* **Written task**: Pick up the forum thread on fire-resistant clothing and uniforms where it stops, and write what comes next.

* **Text extract**:
◆ ◆ ◆
The reason he received these circumferential burns was a phenomenon known as "heat sink". His burns were completely circumferential and very uniform, it was as if a line had been drawn on his skin where the burns start and stop. Other firemen quickly figured out that these burns were in the same relative area as his reflective striping would have been when he was wearing his jacket. Whoa. It was later found that this reflective striping has high heat tolerance, so it doesn't melt off of your clothing. Being that it is very resistant it also means that it traps heat, everything does, the higher heat resistance an article of clothing has the longer it will take for heat to dissipate from that article of clothing. In this poor man's case, the striping had a heat resistance of just a bit higher than the rest of the clothing and therefore he was burned only in those places.

We (firefighters) have long known that this can happen but never attributed it to the striping, just the heat in the atmosphere being almost too much for the gear. When you go into the flashover simulator (They create flashover but you and your buddies are at a level about 3 feet lower than the flashover, that equals a safe spot) they say very clearly that you are not to slap a buddy on the back or grab him by the arm as you will compress the clothing over that area and burn your mate.

Now, in the oilfield we have the potential to be exposed to heat sink alot and when it occurs it is very rapid. When fighting a rig fire or "blowout" we often wear coveralls, that's it. We wear the PBI Black Gold Flightsuits with ripstop stitching. The less layers of clothing you are wearing the less likely you are to experience heat sink is the theory. Also, wearing a full fire suit "bunker gear" would cause us to rapidly dehydrate and we would literally steam to death.

My original point was that there have been many leaps and bounds made since NOMEX, you just have to choose which material is right for you. I do forest firefighting in my PBI's (which are black) and I feel better than wearing older generations of the same material even though the new stuff is about twice as thick. The only time it has ever bothered me is when it is humid and I think clothing in general will bother you when it is humid.

Cheers


----------



## Jungle

Here is an interesting pic I received from a friend. It seems more "green" on this one than the other pics I've seen.


----------



## Jungle

Hmm... my friend specifically said it is the new ACU, and the guy wearing it wears an 82nd AB Div patch. I don't think there is any black in that pattern, it is likely created by shadows.
I thought the new USAF uniform was in tiger stripes ?


----------



## Michael Dorosh

Jungle said:
			
		

> Hmm... my friend specifically said it is the new ACU, and the guy wearing it wears an 82nd AB Div patch. I don't think there is any black in that pattern, it is likely created by shadows.
> I thought the new USAF uniform was in tiger stripes ?



Divisional shoulder sleeve insignia worn on the right hand side indicate former combat service, not current unit.  Do Air Force personnel transferred from the Army continue to wear former unit patches in this manner?
◆ ◆ ◆
* **Data lines**:
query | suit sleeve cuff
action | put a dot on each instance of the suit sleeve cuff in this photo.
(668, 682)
◆ ◆ ◆
* **The output**:
----------



## Jungle

Good question, I searched the USAF site and didn't find anything on combat patches.
Chances are, if the USAF is like our Air Force, they have NO dress regs...


----------



## Michael Dorosh

Jungle said:
			
		

> Good question, I searched the USAF site and didn't find anything on combat patches.
> Chances are, if the USAF is like our Air Force, they have NO dress regs...



Might explain the lack of a hat too....


----------



## D-n-A

The USAF tiger stripe is blue.


And for USAF pers wearing US Army Divisional insignia, maybe they were attached to that unit during a tour.
Awhile ago I saw a photo of a USAF S/Sgt wearing 101st insignia on her right sleeve, picture was taken in Afghanistan.


----------



## Michael Dorosh

Combat_Cook said:
			
		

> And for USAF pers wearing US Army Divisional insignia, maybe they were attached to that unit during a tour.
> Awhile ago I saw a photo of a USAF S/Sgt wearing 101st insignia on her right sleeve, picture was taken in Afghanistan.



That answers the question! Thanks CC.


----------



## soldiers301

Jungle, the uniform ont the photo you post IS Tiger Stripe - Not the new ACU.


----------



## pegged

Here are a couple pics I saw. Now I'm really confused as to what they're using. The bluish one, or this? They're both from the same site.

http://www.globalsecurity.org/military/systems/ground/images/acu-pic01.jpg

http://www.globalsecurity.org/military/systems/ground/images/acu-pic03.jpg

Here's the site: http://www.globalsecurity.org/military/systems/ground/acu.htm


----------



## D-n-A

OShea, the pics you posted are of the new US Army ACU. The blue tiger stripe uniforms are for the US Air Force(garrison uniform). I'm not sure if the USAF has actually started to issue out the blue tigerstripe uniforms or not though.


----------



## pegged

I know I posted the new ACU. It seems to me though that people are confused about what color they are using for the new ACU.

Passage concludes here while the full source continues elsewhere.